◆ Task details
Copy the philosophy text below word for word, from start to finish.

◆ Text

════════════════════

Circa 1740 opaque watercolor and gold on paper painting of Krishna Vishvarupa to evoke the limitless and proliferating universe by extending Krishna's sixty multicolored heads and forty-four pinwheeling arms to the very borders of the painting.

Philosophy

Two streams of thought converge in my personal approach to philosophy and ethics:

Bhedābheda Vedānta, as articulated by Jīva Goswāmī1 in his Ṣaṭ Sandarbhas. This particular form of Vedānta offers an alternative conception of eternal self-identity (jīvātmā) independent of mind and matter. With this foundation in place, Goswāmī builds a case and a method to pursue pure selfless service (ahaitukī bhakti).

════════════════════

◆ Listed records
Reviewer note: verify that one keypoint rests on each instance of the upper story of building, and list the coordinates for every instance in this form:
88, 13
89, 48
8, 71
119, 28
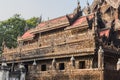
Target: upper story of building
81, 31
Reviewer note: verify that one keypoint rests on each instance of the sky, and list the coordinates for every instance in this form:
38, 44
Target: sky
35, 8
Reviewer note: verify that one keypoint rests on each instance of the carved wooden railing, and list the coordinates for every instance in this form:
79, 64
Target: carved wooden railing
57, 43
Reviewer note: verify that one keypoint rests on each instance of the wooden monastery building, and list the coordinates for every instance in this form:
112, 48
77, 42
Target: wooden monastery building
83, 45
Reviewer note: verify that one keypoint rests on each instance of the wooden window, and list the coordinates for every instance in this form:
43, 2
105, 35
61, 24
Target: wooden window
43, 67
61, 66
81, 64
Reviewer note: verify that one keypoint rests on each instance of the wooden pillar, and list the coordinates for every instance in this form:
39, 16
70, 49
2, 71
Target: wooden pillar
118, 64
100, 58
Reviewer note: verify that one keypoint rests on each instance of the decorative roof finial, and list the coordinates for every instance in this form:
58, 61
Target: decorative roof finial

════════════════════

◆ Full output
Circa 1740 opaque watercolor and gold on paper painting of Krishna Vishvarupa to evoke the limitless and proliferating universe by extending Krishna's sixty multicolored heads and forty-four pinwheeling arms to the very borders of the painting.

Philosophy

Two streams of thought converge in my personal approach to philosophy and ethics:

Bhedābheda Vedānta, as articulated by Jīva Goswāmī1 in his Ṣaṭ Sandarbhas. This particular form of Vedānta offers an alternative conception of eternal self-identity (jīvātmā) independent of mind and matter. With this foundation in place, Goswāmī builds a case and a method to pursue pure selfless service (ahaitukī bhakti).